You see, the more the school takes on the role of parent, the more parenting can be avoided by the actual parents. The school system has made it easy for parents to avoid important but uncomfortable topics like puberty, sexual health and lifestyle choices. So even 'good' parents allow themselves to be relieved of some of their responsibilities. They even stop trying. I have seen for example, that parents don't have to put effort into learning about what the healthy eating habits of adolescents should look like, because the school will tell their children what to eat. And what if the children won't eat healthily? Well, it's the school's fault, of course.


And it's not just the teaching of certain topics that parents have left up to the school system. Parents have asked me tell their child what time to go to bed, what time to get up, to be nice to his little sister, to help her grandmother, to spend more time on homework, to spend less time on homework, to do more chores around the house. The list goes on and on. I had parents asking me to issue punishments to their children for 'offences' that had nothing to do with me or school. This, when I was only 22 years old and my students were 14 years old.

Craziness.

> [Record set]:
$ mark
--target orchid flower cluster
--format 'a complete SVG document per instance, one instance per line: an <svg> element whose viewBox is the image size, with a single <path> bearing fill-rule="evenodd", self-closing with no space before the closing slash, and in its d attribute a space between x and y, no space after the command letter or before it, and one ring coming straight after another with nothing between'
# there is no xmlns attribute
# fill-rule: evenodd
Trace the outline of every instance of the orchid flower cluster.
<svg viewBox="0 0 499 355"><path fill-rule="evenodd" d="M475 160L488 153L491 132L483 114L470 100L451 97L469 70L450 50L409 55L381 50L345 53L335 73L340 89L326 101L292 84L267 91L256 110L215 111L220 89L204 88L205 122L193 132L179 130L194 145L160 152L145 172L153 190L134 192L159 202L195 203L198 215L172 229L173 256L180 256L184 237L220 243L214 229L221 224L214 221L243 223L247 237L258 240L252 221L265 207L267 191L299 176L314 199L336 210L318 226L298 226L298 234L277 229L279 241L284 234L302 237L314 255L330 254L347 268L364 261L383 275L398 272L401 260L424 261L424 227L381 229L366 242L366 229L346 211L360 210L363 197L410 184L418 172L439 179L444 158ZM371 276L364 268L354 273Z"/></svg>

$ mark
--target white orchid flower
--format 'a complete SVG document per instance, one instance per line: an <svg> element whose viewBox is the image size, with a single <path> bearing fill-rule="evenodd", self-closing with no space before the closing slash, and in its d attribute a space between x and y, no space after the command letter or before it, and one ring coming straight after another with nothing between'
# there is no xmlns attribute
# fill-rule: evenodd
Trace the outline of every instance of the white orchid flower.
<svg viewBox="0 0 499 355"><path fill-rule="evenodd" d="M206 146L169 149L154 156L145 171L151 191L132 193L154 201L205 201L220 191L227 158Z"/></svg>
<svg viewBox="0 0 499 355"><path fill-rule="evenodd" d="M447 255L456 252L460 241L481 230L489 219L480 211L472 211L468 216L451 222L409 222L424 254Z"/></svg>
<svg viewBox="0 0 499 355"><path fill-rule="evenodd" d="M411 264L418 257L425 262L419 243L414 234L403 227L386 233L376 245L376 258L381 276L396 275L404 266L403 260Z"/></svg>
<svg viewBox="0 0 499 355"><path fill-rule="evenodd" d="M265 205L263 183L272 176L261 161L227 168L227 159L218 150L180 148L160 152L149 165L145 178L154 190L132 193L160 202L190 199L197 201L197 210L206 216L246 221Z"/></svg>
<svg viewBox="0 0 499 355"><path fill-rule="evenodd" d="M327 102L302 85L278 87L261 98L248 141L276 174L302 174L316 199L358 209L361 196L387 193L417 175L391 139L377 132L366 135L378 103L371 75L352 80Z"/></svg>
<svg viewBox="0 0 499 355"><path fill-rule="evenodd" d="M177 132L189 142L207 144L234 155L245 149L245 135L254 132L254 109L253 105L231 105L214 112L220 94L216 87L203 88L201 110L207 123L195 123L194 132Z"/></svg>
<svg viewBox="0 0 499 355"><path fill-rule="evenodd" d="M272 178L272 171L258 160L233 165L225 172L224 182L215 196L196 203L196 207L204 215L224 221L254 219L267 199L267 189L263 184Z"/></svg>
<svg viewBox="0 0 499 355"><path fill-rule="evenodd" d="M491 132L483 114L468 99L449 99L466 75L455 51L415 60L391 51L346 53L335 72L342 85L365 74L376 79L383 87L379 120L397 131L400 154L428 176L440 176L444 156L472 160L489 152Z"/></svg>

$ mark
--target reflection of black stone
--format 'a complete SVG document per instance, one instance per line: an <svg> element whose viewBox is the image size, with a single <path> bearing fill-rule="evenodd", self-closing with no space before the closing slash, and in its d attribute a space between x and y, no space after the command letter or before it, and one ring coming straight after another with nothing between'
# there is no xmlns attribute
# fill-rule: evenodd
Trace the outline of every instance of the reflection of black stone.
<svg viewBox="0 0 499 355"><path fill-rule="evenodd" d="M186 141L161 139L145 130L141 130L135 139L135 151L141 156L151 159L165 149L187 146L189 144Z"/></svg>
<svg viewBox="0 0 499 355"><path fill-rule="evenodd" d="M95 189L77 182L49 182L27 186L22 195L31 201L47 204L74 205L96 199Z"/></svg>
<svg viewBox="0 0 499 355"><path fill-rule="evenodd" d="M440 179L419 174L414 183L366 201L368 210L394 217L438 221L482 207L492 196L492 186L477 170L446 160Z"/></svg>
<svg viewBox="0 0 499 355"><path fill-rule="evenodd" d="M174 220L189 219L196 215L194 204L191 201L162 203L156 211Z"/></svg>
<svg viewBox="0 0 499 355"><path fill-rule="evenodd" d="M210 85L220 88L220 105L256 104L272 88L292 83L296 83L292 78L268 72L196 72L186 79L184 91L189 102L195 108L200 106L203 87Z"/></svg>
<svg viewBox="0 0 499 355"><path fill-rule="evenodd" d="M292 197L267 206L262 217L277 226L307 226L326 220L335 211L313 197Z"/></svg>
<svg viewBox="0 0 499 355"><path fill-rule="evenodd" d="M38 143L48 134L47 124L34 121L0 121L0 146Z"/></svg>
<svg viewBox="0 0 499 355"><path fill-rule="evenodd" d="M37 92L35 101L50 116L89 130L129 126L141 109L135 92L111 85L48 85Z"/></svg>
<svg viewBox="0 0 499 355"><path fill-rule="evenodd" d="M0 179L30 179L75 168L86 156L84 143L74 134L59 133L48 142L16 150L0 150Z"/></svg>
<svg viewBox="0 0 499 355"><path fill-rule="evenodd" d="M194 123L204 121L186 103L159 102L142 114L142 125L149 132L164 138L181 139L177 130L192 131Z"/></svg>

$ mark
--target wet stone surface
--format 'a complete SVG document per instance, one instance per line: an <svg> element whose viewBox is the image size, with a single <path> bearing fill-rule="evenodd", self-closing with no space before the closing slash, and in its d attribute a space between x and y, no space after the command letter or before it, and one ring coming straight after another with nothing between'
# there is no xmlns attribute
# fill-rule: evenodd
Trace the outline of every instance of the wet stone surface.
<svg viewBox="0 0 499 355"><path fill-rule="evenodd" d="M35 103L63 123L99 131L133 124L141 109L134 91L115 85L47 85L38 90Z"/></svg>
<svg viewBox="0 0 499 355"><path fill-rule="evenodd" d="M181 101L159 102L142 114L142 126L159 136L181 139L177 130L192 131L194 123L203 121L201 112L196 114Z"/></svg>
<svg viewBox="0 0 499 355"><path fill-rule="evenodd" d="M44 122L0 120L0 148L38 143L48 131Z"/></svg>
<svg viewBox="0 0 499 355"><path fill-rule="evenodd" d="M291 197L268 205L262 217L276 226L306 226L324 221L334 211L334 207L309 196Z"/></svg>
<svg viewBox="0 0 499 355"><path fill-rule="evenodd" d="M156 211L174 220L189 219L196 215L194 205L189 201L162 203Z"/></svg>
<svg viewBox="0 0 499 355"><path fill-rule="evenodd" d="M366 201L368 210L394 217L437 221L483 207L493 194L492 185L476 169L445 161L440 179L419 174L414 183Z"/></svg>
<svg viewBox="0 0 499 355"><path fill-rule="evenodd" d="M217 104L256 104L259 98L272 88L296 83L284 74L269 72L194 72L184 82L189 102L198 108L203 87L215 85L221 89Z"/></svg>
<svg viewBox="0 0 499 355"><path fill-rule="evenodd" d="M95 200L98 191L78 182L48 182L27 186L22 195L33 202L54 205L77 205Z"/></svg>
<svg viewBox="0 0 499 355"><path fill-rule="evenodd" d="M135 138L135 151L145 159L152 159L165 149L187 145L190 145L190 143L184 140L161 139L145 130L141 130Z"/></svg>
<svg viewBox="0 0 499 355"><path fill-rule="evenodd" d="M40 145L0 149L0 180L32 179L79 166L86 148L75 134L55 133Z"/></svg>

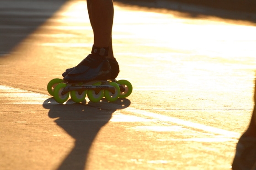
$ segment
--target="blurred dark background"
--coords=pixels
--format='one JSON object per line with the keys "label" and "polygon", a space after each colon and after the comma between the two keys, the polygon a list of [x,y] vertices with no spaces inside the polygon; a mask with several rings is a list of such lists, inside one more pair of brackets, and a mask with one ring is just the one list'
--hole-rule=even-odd
{"label": "blurred dark background", "polygon": [[[154,6],[168,2],[186,3],[232,11],[256,12],[256,0],[116,0],[126,3],[142,4],[148,2]],[[141,4],[139,4],[141,5]],[[153,7],[153,6],[152,6]],[[169,7],[167,7],[169,8]]]}

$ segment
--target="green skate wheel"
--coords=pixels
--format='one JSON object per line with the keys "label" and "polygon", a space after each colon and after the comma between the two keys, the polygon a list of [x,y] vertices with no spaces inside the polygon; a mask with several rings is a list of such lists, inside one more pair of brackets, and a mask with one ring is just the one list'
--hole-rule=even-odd
{"label": "green skate wheel", "polygon": [[[100,85],[101,83],[94,83],[93,85]],[[103,90],[100,90],[98,93],[93,90],[89,90],[87,92],[87,97],[91,101],[98,102],[100,101],[104,96]]]}
{"label": "green skate wheel", "polygon": [[51,95],[53,95],[53,90],[58,84],[62,83],[64,80],[60,79],[53,79],[49,81],[47,85],[47,91]]}
{"label": "green skate wheel", "polygon": [[69,99],[70,93],[69,91],[64,95],[62,94],[63,89],[67,85],[65,83],[61,83],[58,84],[55,87],[53,90],[53,97],[57,102],[63,103]]}
{"label": "green skate wheel", "polygon": [[109,83],[110,85],[113,86],[115,88],[115,93],[112,93],[112,92],[107,90],[104,90],[104,96],[106,99],[110,102],[116,101],[119,96],[120,94],[120,88],[118,85],[114,82],[112,82]]}
{"label": "green skate wheel", "polygon": [[123,88],[120,88],[120,93],[119,94],[119,97],[120,98],[125,98],[132,94],[133,86],[129,81],[125,80],[118,80],[117,83],[123,86]]}
{"label": "green skate wheel", "polygon": [[83,91],[80,94],[78,91],[72,90],[70,92],[70,96],[73,101],[75,103],[80,103],[84,101],[86,96],[87,90]]}

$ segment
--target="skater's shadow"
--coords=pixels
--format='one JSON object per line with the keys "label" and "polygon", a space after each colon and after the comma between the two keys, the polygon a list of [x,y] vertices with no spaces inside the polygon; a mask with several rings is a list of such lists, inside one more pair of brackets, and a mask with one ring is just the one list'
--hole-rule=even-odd
{"label": "skater's shadow", "polygon": [[130,104],[127,99],[119,99],[113,103],[103,101],[83,104],[75,104],[70,100],[64,105],[57,104],[53,98],[45,100],[43,106],[49,110],[49,117],[58,118],[54,120],[56,124],[75,140],[75,146],[58,170],[84,170],[89,150],[101,129],[109,122],[115,111]]}

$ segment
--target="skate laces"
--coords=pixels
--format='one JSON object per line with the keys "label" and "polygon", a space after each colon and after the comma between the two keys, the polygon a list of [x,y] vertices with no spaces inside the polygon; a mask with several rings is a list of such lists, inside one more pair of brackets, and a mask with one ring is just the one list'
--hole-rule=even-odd
{"label": "skate laces", "polygon": [[85,65],[91,68],[96,68],[104,60],[107,60],[105,57],[94,55],[91,54],[89,54],[77,65],[77,67],[80,65]]}

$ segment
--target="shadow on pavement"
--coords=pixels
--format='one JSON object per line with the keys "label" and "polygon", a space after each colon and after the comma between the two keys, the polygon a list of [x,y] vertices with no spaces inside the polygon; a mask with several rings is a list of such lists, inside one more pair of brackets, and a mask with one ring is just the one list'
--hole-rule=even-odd
{"label": "shadow on pavement", "polygon": [[[107,101],[75,104],[68,100],[66,104],[56,104],[52,98],[43,106],[49,109],[48,116],[75,140],[75,146],[60,164],[58,170],[84,170],[90,147],[101,129],[117,110],[128,107],[130,101],[119,99],[111,103]],[[69,146],[67,146],[68,147]]]}
{"label": "shadow on pavement", "polygon": [[68,0],[1,0],[0,56],[9,53]]}
{"label": "shadow on pavement", "polygon": [[[235,9],[233,9],[233,10],[224,10],[221,6],[219,8],[216,8],[213,6],[212,7],[210,5],[208,5],[208,6],[198,5],[197,5],[198,3],[193,3],[193,0],[189,1],[191,2],[189,4],[170,0],[115,0],[115,1],[121,3],[120,5],[124,6],[135,5],[157,10],[157,9],[164,9],[176,11],[181,13],[179,14],[179,15],[186,17],[204,18],[214,16],[225,19],[243,20],[256,23],[256,12],[255,11],[247,12]],[[197,1],[195,0],[195,1]],[[206,2],[204,3],[205,3]],[[245,3],[245,2],[244,3]],[[213,2],[213,3],[214,4],[214,2]]]}

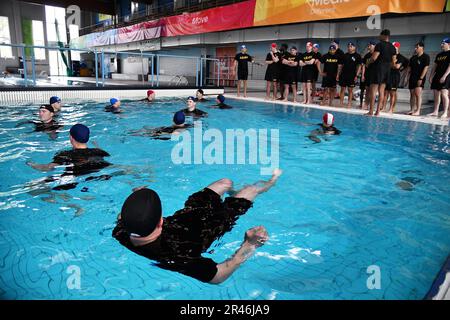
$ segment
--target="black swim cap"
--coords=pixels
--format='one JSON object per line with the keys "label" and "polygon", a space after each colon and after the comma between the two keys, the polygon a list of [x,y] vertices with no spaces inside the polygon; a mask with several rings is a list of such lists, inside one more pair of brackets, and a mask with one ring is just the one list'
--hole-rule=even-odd
{"label": "black swim cap", "polygon": [[133,192],[123,203],[121,219],[128,233],[142,237],[152,233],[161,219],[161,200],[151,189]]}

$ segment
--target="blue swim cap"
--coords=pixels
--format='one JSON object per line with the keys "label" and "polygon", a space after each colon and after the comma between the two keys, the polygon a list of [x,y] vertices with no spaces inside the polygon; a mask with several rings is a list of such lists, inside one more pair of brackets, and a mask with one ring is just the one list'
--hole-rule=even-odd
{"label": "blue swim cap", "polygon": [[183,124],[185,119],[186,116],[184,115],[183,111],[175,112],[175,114],[173,115],[173,122],[175,124]]}
{"label": "blue swim cap", "polygon": [[89,128],[84,124],[77,123],[72,128],[70,128],[70,135],[75,141],[80,143],[86,143],[89,141]]}
{"label": "blue swim cap", "polygon": [[57,96],[53,96],[50,98],[50,104],[53,104],[55,102],[61,102],[61,98]]}

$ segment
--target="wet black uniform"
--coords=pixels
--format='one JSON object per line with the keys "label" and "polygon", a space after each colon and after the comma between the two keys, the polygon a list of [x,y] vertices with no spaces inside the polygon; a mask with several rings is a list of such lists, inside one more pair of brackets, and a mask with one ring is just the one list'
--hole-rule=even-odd
{"label": "wet black uniform", "polygon": [[389,73],[389,80],[386,84],[386,90],[397,91],[400,84],[400,72],[408,67],[409,60],[405,56],[398,54],[397,62],[395,64],[400,64],[400,69],[391,68]]}
{"label": "wet black uniform", "polygon": [[[423,53],[420,57],[418,55],[414,55],[409,59],[409,67],[411,70],[411,74],[409,76],[409,89],[415,89],[419,87],[417,82],[422,75],[423,69],[430,65],[430,56],[426,53]],[[421,87],[425,86],[426,75],[423,77]]]}
{"label": "wet black uniform", "polygon": [[111,165],[103,159],[104,157],[109,157],[109,153],[102,149],[71,149],[55,154],[52,162],[59,165],[67,165],[65,175],[79,176],[97,172]]}
{"label": "wet black uniform", "polygon": [[238,62],[238,80],[247,80],[248,78],[248,63],[253,61],[253,57],[247,53],[238,53],[234,60]]}
{"label": "wet black uniform", "polygon": [[[273,56],[277,57],[279,59],[278,61],[280,61],[282,59],[282,55],[279,51],[273,53]],[[269,52],[267,54],[266,61],[273,61],[271,52]],[[267,65],[264,80],[275,81],[275,82],[280,80],[280,64],[279,64],[279,62],[273,62],[273,63]]]}
{"label": "wet black uniform", "polygon": [[433,79],[431,79],[431,89],[433,90],[442,90],[450,88],[450,74],[445,78],[444,83],[441,83],[440,80],[444,76],[447,68],[450,64],[450,50],[442,51],[436,56],[434,59],[434,63],[436,64],[436,71]]}
{"label": "wet black uniform", "polygon": [[339,76],[339,85],[341,87],[355,86],[355,77],[358,67],[362,63],[361,55],[357,52],[346,53],[342,59],[342,72]]}
{"label": "wet black uniform", "polygon": [[200,109],[195,108],[193,111],[189,111],[188,108],[182,110],[184,112],[185,116],[192,116],[192,117],[205,117],[208,115],[207,112],[202,111]]}
{"label": "wet black uniform", "polygon": [[214,191],[205,188],[191,195],[184,209],[163,218],[161,235],[153,242],[136,247],[122,222],[112,232],[129,250],[157,261],[160,268],[180,272],[203,282],[211,281],[217,273],[217,263],[202,253],[226,232],[252,203],[243,198],[228,197],[222,201]]}
{"label": "wet black uniform", "polygon": [[322,56],[321,62],[323,64],[323,72],[325,73],[325,76],[322,79],[322,87],[336,88],[336,76],[342,61],[336,53],[327,53]]}
{"label": "wet black uniform", "polygon": [[[301,61],[308,62],[311,60],[318,59],[318,55],[314,53],[314,51],[311,52],[305,52],[301,55]],[[317,71],[317,66],[315,64],[306,65],[301,67],[302,68],[302,75],[301,75],[301,82],[313,82],[315,81],[315,71]]]}
{"label": "wet black uniform", "polygon": [[391,72],[392,57],[396,55],[395,47],[390,42],[380,41],[375,46],[375,52],[380,54],[377,60],[373,62],[370,84],[387,84]]}
{"label": "wet black uniform", "polygon": [[[283,56],[283,59],[288,61],[299,61],[298,56],[294,56],[290,52],[286,52]],[[284,84],[297,84],[297,76],[298,76],[298,66],[289,66],[287,64],[283,64],[283,69],[281,71],[281,79]]]}

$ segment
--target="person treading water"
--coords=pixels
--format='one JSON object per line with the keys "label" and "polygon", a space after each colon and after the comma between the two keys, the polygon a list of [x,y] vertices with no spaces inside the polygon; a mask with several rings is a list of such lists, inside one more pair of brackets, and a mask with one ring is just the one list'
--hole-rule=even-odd
{"label": "person treading water", "polygon": [[104,157],[109,157],[109,153],[99,148],[88,148],[90,130],[83,124],[76,124],[70,128],[71,150],[60,151],[48,164],[37,164],[28,161],[27,165],[39,171],[51,171],[57,166],[65,165],[65,175],[79,176],[97,172],[109,165]]}
{"label": "person treading water", "polygon": [[217,104],[210,106],[210,108],[218,108],[218,109],[232,109],[232,106],[229,106],[225,103],[225,97],[222,94],[219,94],[216,98]]}
{"label": "person treading water", "polygon": [[210,245],[230,231],[239,216],[253,205],[256,196],[270,189],[279,176],[244,187],[232,197],[233,182],[218,180],[189,196],[183,209],[163,218],[158,194],[145,187],[134,189],[125,200],[112,236],[129,250],[157,261],[157,266],[176,271],[197,280],[218,284],[226,279],[268,240],[263,226],[245,233],[244,241],[235,254],[217,264],[202,257]]}
{"label": "person treading water", "polygon": [[154,129],[143,128],[137,131],[131,131],[132,136],[151,137],[159,140],[170,140],[172,134],[180,134],[187,128],[193,127],[190,123],[185,123],[186,116],[183,111],[175,112],[173,116],[173,125],[169,127],[159,127]]}
{"label": "person treading water", "polygon": [[334,116],[331,113],[325,113],[323,115],[322,120],[323,120],[323,122],[318,124],[320,126],[320,128],[311,131],[311,133],[308,136],[308,138],[311,141],[314,141],[316,143],[321,142],[320,138],[318,137],[319,135],[324,136],[324,135],[341,134],[341,130],[339,130],[335,126],[333,126]]}
{"label": "person treading water", "polygon": [[195,98],[192,96],[188,97],[187,99],[187,108],[181,111],[184,112],[185,116],[192,116],[194,118],[208,116],[207,112],[197,109]]}
{"label": "person treading water", "polygon": [[121,102],[119,99],[111,98],[109,99],[109,105],[105,107],[105,112],[121,113],[120,109]]}

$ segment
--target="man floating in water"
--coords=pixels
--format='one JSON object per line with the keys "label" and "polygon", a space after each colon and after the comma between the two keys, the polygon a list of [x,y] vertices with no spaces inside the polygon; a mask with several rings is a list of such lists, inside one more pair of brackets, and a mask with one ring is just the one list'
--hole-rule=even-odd
{"label": "man floating in water", "polygon": [[183,111],[178,111],[173,116],[173,125],[169,127],[159,127],[155,129],[143,128],[137,131],[131,131],[132,136],[151,137],[159,140],[170,140],[172,134],[180,134],[192,124],[185,123],[186,116]]}
{"label": "man floating in water", "polygon": [[222,94],[219,94],[216,98],[217,104],[211,106],[210,108],[218,108],[218,109],[232,109],[232,106],[229,106],[225,103],[225,97]]}
{"label": "man floating in water", "polygon": [[325,113],[323,115],[323,122],[319,124],[320,128],[311,131],[308,138],[315,143],[320,143],[319,135],[333,135],[340,134],[341,131],[333,126],[334,116],[331,113]]}
{"label": "man floating in water", "polygon": [[230,231],[256,196],[269,190],[281,174],[275,169],[270,180],[246,186],[224,201],[221,197],[231,190],[233,182],[221,179],[191,195],[184,209],[166,218],[162,217],[158,194],[139,188],[125,200],[112,235],[129,250],[157,261],[163,269],[211,284],[221,283],[269,239],[266,229],[259,226],[247,230],[241,247],[222,263],[201,254]]}
{"label": "man floating in water", "polygon": [[73,149],[58,152],[49,164],[37,164],[27,162],[30,167],[40,171],[51,171],[59,165],[65,165],[66,175],[83,175],[97,172],[110,165],[104,157],[109,153],[99,148],[88,148],[89,128],[82,124],[76,124],[70,129],[70,144]]}
{"label": "man floating in water", "polygon": [[109,106],[105,107],[106,112],[112,112],[112,113],[121,113],[122,109],[120,109],[120,100],[116,98],[111,98],[109,100]]}
{"label": "man floating in water", "polygon": [[185,116],[192,116],[194,118],[208,116],[207,112],[197,109],[195,98],[192,96],[188,97],[187,108],[183,109],[182,111],[184,112]]}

> [What is being asked]:
According to the passage on schools and parenting, why do parents not have to put effort into learning about healthy eating habits for adolescents? Answer in one to three sentences.

> [Result of the task]:
Parents need not make that effort because the school will tell their children what to eat. If the children still do not eat healthily, the blame falls on the school.